==== Records shown
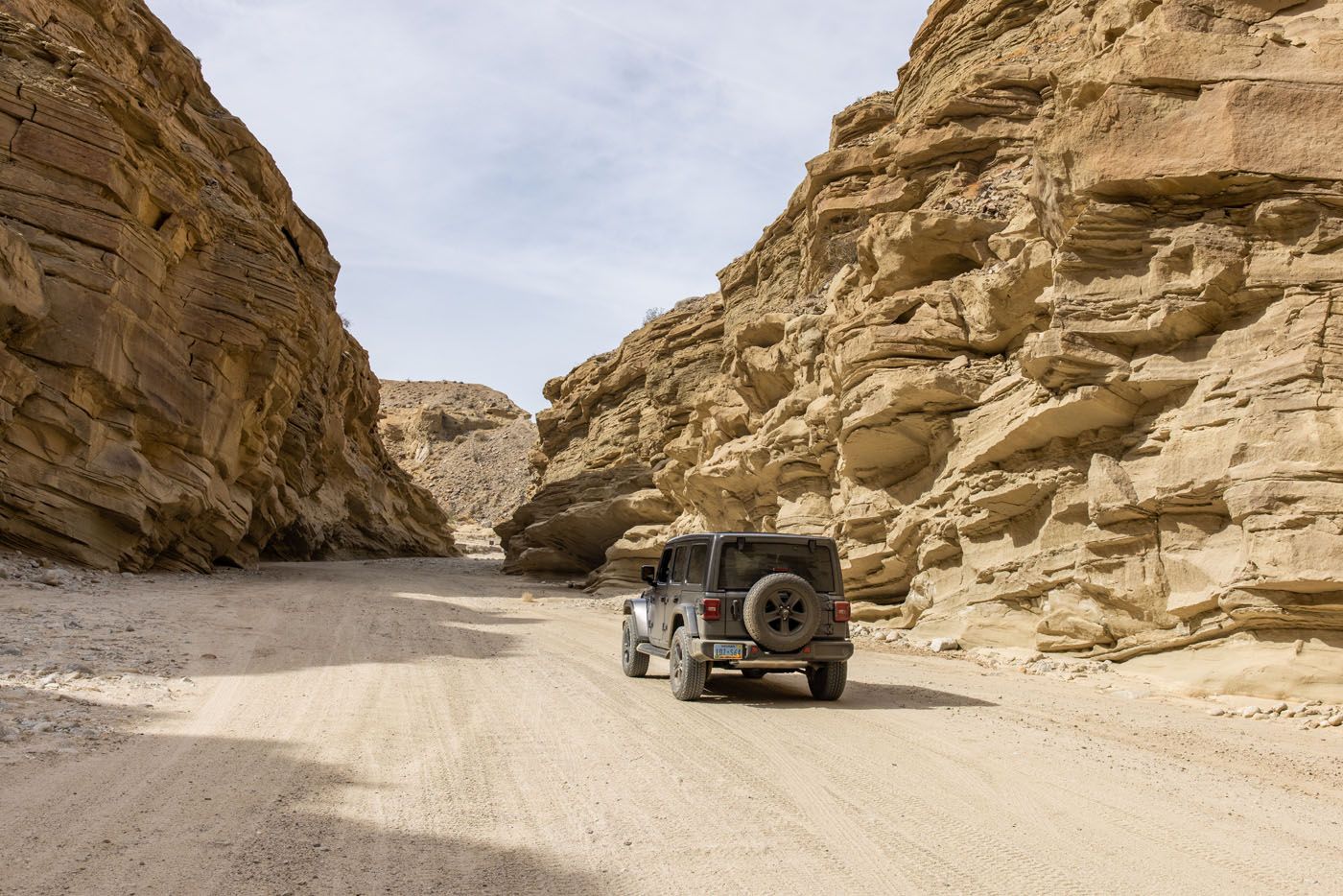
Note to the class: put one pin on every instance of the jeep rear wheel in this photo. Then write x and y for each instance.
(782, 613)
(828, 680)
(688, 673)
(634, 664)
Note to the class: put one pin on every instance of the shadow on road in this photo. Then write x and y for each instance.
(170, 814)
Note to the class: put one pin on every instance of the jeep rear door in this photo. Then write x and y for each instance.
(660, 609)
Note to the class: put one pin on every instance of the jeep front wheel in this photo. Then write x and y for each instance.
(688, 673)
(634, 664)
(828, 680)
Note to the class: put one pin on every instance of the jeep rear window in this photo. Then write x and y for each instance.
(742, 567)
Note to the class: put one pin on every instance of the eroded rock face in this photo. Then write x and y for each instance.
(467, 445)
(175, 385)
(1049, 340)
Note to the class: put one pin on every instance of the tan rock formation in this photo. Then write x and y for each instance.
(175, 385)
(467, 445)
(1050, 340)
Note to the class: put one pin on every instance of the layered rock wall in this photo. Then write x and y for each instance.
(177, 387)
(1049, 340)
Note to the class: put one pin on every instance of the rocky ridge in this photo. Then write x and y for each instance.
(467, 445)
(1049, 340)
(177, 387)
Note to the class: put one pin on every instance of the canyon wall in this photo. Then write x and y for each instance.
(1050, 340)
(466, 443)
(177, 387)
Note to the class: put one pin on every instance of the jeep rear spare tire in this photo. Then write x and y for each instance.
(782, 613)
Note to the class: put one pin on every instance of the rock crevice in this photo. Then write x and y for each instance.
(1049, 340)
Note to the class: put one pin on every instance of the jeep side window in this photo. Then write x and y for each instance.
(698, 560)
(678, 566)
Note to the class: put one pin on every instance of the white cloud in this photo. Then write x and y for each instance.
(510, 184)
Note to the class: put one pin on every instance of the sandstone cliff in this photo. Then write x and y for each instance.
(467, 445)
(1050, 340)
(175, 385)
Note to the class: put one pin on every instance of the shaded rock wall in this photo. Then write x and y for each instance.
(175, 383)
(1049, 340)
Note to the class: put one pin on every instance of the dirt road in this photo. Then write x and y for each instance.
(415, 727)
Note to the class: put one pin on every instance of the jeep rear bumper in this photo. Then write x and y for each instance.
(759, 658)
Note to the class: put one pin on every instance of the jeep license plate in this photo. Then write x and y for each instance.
========
Requirement: An exact copy of the lines from the one with "of the dirt" to the final line of the entries is all that the answer should hold.

Task answer:
Note to the class: put one pin on every instance of the dirt road in this photo. Then write x and y for each instance.
(415, 727)
Note to the class: put one pin on every instance of the jeep rear bumper in this photo. Then write x and y for each instance.
(759, 658)
Note to the class: put one pin on every instance of the jeep license plate in this photo. Then write x and y for each instance.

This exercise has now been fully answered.